• EXERCISE TASK: Look in the data below for the line that contains "segment(query) returns the". Copy that line and the remaining lines exactly.

• Rows from a segmentation dataset:
+-------+
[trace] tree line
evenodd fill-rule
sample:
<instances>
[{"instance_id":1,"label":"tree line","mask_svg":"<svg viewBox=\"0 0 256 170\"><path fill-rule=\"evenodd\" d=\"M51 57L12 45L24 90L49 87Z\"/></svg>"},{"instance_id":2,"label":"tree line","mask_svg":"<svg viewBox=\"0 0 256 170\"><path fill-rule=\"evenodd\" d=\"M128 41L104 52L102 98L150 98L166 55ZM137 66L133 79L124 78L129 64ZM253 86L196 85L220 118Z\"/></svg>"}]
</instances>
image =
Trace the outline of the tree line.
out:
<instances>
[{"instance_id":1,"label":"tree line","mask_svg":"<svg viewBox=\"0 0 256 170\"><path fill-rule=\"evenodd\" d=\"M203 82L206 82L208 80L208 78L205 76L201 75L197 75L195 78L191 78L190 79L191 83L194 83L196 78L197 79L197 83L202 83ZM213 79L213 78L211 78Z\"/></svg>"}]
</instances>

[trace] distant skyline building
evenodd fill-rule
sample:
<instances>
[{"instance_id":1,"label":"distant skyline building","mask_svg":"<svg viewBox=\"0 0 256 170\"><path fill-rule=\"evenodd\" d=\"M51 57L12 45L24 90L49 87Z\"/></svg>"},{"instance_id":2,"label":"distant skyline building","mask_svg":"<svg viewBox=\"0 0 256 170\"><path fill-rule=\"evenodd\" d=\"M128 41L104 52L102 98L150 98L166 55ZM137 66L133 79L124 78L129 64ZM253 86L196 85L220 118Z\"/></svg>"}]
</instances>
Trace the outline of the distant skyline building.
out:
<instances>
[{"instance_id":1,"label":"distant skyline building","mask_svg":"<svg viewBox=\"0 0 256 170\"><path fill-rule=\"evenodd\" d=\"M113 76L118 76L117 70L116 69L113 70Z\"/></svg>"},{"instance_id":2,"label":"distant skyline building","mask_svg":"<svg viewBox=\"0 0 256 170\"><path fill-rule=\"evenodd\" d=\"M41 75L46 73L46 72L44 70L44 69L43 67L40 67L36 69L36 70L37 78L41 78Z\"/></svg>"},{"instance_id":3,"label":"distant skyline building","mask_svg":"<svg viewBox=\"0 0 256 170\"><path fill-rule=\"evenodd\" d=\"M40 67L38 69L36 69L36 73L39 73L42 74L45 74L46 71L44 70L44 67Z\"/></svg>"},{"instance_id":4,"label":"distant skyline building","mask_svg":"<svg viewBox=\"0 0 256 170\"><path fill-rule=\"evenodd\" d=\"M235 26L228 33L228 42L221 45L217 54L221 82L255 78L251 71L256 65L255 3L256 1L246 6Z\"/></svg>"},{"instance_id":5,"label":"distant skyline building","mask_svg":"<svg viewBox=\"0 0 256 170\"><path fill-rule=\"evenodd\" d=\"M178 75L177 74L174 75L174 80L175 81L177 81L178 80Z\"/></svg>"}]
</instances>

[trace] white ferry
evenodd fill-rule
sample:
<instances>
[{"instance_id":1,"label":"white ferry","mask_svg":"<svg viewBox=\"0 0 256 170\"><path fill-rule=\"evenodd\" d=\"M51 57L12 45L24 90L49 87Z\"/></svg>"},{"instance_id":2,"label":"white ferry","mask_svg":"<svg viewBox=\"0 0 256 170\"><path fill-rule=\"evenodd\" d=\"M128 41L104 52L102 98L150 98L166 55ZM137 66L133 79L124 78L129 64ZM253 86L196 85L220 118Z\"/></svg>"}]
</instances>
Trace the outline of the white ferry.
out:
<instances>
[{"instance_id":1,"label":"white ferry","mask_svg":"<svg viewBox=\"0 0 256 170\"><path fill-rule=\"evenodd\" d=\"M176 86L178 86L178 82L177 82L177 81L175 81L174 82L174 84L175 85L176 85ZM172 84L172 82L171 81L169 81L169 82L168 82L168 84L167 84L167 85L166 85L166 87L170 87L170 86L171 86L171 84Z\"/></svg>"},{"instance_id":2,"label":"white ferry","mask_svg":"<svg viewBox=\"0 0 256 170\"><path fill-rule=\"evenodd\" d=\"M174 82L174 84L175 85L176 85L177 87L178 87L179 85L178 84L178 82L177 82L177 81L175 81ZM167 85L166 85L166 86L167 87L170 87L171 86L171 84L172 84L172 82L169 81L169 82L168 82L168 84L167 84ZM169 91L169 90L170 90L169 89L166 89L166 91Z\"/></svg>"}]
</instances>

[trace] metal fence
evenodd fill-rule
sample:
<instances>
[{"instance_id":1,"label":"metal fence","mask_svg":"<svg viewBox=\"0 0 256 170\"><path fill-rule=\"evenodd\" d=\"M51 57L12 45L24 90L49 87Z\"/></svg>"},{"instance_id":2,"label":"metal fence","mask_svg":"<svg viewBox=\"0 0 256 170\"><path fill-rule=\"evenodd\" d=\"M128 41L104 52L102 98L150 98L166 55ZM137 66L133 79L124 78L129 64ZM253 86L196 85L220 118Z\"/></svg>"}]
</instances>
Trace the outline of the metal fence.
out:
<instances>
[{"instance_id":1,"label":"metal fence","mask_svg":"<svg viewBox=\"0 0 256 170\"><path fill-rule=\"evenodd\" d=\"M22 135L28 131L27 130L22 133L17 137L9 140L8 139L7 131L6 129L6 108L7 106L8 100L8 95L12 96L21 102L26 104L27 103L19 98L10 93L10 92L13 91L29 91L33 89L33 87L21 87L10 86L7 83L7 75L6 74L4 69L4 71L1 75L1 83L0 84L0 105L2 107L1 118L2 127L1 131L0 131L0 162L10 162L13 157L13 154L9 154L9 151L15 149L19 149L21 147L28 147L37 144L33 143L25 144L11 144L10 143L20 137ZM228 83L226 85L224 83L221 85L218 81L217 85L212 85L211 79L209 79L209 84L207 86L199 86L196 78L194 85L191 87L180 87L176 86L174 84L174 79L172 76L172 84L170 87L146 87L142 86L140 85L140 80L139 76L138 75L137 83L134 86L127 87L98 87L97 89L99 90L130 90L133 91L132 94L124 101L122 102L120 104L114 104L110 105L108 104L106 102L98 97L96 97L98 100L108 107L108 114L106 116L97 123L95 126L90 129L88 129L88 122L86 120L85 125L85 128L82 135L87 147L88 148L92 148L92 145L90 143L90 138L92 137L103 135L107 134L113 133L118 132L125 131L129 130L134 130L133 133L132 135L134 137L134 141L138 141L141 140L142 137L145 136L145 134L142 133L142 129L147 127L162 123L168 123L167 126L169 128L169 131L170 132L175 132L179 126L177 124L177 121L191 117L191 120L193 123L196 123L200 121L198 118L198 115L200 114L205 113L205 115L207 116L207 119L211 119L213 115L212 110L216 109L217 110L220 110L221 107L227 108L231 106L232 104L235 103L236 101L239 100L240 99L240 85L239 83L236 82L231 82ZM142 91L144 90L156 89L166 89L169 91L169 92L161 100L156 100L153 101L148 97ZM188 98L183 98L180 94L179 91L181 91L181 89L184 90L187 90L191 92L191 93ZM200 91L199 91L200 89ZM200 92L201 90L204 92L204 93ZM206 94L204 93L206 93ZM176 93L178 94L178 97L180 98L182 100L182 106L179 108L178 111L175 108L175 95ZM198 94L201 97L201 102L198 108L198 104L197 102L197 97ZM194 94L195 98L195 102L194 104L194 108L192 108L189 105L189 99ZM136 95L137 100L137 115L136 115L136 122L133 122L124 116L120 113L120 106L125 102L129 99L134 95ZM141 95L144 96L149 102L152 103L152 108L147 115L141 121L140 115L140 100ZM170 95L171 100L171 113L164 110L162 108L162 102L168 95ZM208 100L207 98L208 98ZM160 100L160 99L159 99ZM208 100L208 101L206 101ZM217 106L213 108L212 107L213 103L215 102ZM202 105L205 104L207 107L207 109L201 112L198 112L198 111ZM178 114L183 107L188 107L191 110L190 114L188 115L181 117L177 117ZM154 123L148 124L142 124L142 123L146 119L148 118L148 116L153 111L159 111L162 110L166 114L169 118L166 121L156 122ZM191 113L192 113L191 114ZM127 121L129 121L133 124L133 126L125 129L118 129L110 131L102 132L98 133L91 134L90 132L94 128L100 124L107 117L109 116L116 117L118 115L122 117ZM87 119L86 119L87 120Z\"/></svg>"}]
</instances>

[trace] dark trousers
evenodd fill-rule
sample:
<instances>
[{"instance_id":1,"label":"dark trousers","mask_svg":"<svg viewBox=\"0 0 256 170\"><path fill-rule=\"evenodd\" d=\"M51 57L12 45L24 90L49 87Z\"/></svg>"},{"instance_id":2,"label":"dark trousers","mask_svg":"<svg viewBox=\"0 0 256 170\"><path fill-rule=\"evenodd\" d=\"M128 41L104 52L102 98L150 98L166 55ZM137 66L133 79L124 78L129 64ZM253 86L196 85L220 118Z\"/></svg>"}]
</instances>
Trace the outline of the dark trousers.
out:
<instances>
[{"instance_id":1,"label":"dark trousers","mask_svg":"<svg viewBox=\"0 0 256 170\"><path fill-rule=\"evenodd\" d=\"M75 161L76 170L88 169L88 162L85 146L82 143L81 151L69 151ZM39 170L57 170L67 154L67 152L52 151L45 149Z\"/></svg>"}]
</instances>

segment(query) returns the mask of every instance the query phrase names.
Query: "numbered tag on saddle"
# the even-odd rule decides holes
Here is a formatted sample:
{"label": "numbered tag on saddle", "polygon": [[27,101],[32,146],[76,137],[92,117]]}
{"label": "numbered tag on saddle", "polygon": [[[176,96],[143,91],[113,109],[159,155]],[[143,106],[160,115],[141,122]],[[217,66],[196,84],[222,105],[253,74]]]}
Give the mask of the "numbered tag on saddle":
+-------+
• FULL OUTPUT:
segment(query) returns the mask of every instance the query phrase names.
Query: "numbered tag on saddle"
# the even-odd rule decides holes
Here is a formatted sample:
{"label": "numbered tag on saddle", "polygon": [[27,101],[32,146],[76,137],[92,117]]}
{"label": "numbered tag on saddle", "polygon": [[[176,96],[143,91],[113,109],[159,155]],[[143,106],[160,115],[141,122]],[[217,66],[196,84],[222,105],[253,74]]]}
Give the mask of the "numbered tag on saddle":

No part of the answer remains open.